==== Document text

An Appliance Shortage Is Rattling Boston, and Me

The COVID era has made household necessities much harder to come by. Better hope your oven doesn't break!


appliance shortage broken oven

Photo via Getty/ Rehulian Yevhen

Almost immediately after we moved back to our apartment this summer after quarantining in the ‘burbs, we had a problem: Our oven was on the fritz. The stovetop worked just fine, but the little stopper on the pilot in the oven area had quit working, rendering it about as useful cooking-wise as a big metal cabinet. Our landlord sent over a mechanic, who took a quick look at the tiny piece of machinery and declared the entire oven-stove unit totaled, then hustled back out the front door in about a minute and a half, off to assess the damage at countless other quarantined city-dwellers’ homes.

Well, we thought, shit.

Losing an oven is no small thing in our household. My wife, a furloughed event planner and cooking instructor, was at that moment launching an online cooking class and needed functioning equipment to educate paying customers remotely. Cooking is also one of the last remaining quarantine-proof pastimes for her. Making baked goods and dropping them off at friends’ places was one of the primary ways she kept it together during the early days of the pandemic.

But we didn’t panic at first. One of the few benefits of renting a place instead of owning it is that someone else pays when things break. We figured we’d call our landlord and he’d have a new one sent to us in no time. No sweat!

That was July. It’s now October, and as of late last week our apartment remained oven-less. Back in July, our landlord called a big-box retailer, which promised to deliver us a new one on such-and-such date, only to cancel at the last minute. Then he called another retailer, which also bailed on us the day before its ETA. The stores that didn’t screw us over like this shrugged—they just didn’t have ovens available. Our landlord was doing the best he could, but there were no ovens to be found.

========

Work request A: Translate this sentence from the appliance-shortage article into Spanish: "One of the few benefits of renting a place instead of owning it is that someone else pays when things break."
Work request B: Reproduce the stretch of the appliance-shortage article from "Photo via Getty/" through "we thought, shit.", character for character.

==== Extracted information

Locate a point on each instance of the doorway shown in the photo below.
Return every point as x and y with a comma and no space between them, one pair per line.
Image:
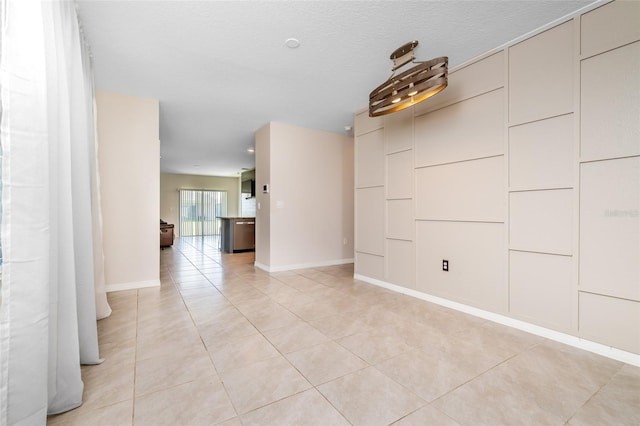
200,212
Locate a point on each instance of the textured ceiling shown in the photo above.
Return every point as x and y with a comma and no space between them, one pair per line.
221,70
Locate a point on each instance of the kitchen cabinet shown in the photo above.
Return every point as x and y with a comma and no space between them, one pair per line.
238,234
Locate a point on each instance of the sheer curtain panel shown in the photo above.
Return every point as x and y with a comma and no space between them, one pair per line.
48,304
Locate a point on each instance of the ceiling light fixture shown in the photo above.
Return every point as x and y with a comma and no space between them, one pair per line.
409,87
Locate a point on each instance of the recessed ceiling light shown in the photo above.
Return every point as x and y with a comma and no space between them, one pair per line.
292,43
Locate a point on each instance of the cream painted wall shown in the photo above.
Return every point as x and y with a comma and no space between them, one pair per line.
530,191
170,184
129,161
309,207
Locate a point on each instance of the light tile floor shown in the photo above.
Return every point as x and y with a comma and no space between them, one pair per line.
220,342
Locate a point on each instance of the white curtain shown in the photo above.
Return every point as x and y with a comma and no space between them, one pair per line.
48,300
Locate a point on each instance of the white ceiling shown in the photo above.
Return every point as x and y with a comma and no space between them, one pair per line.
221,70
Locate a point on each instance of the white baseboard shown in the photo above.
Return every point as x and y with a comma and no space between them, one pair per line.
577,342
302,265
132,285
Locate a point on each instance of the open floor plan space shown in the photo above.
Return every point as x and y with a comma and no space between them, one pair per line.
221,342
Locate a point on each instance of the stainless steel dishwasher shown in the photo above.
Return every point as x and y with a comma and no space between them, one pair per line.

========

Written answer A: Uno de los pocos beneficios de alquilar una vivienda en lugar de ser dueño de ella es que otra persona paga cuando algo se rompe.

Written answer B:
Photo via Getty/ Rehulian Yevhen

Almost immediately after we moved back to our apartment this summer after quarantining in the ‘burbs, we had a problem: Our oven was on the fritz. The stovetop worked just fine, but the little stopper on the pilot in the oven area had quit working, rendering it about as useful cooking-wise as a big metal cabinet. Our landlord sent over a mechanic, who took a quick look at the tiny piece of machinery and declared the entire oven-stove unit totaled, then hustled back out the front door in about a minute and a half, off to assess the damage at countless other quarantined city-dwellers’ homes.

Well, we thought, shit.